§ Information given:
<<<<
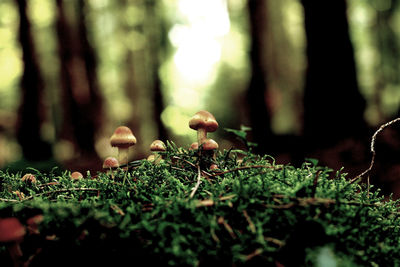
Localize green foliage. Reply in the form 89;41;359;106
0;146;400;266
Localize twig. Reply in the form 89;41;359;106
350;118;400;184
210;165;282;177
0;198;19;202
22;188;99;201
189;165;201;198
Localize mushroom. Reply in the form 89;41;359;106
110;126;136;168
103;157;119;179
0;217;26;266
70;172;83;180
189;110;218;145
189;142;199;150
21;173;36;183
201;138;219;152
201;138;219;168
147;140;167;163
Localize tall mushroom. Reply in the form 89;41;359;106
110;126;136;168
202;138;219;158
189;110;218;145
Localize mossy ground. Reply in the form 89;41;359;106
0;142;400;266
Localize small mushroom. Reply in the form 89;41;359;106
>>>>
<<<<
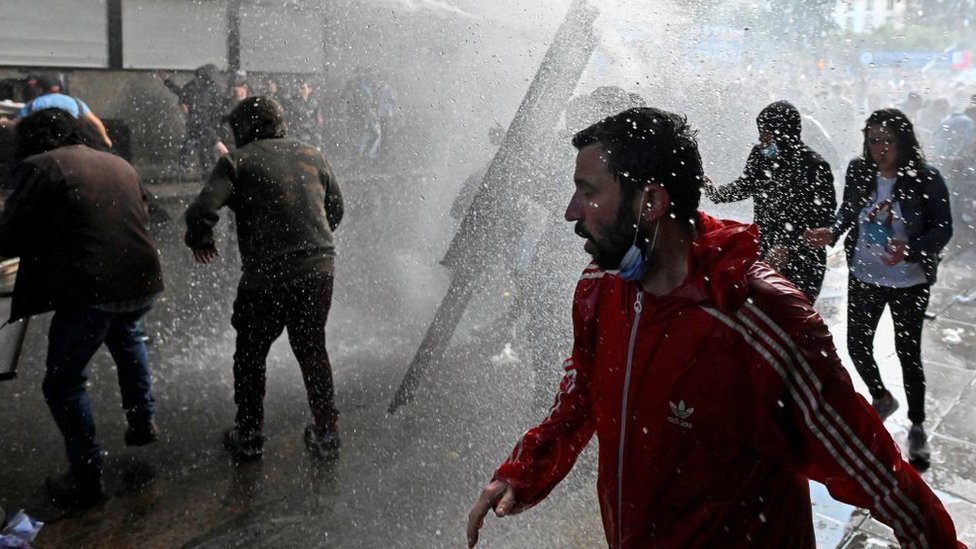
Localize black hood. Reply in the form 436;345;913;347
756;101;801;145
>>>>
§ Stated exercise:
Rescale the listing from the line with "Localize tall mushroom." to the line with "0;142;400;266", both included, and give only those lines, requests too, with every bounding-box coordinate in the answers multiplied by 1.45 and rounded to a whole number, halves up. Leave the numbers in the requests and their sample formats as they are.

§ Output of the task:
Localize tall mushroom. Reply in the form 89;41;359;106
160;183;197;244
293;200;318;229
274;160;316;210
Localize mossy ground. Reply in the form 89;41;359;106
0;206;580;386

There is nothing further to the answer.